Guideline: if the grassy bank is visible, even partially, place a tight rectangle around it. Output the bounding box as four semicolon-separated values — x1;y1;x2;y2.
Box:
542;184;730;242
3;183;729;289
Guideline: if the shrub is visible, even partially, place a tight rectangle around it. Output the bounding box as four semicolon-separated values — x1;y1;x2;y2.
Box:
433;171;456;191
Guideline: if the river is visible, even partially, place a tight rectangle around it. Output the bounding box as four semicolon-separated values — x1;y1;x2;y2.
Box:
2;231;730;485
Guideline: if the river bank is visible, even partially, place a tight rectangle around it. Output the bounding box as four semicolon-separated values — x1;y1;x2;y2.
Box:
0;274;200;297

THE TASK: Scan the entries above and show each line that contains the word "river".

TASK SOLUTION:
Guideline: if the river is visible, even partially, place a tight rectangle around it. Output the bounding box as four semicolon-separated values — x1;y1;x2;y2.
Guideline: if the river bank is visible, even partially, place a tight rectangle around it. Output the bounding box as four semicolon-separated values — x1;y1;x2;y2.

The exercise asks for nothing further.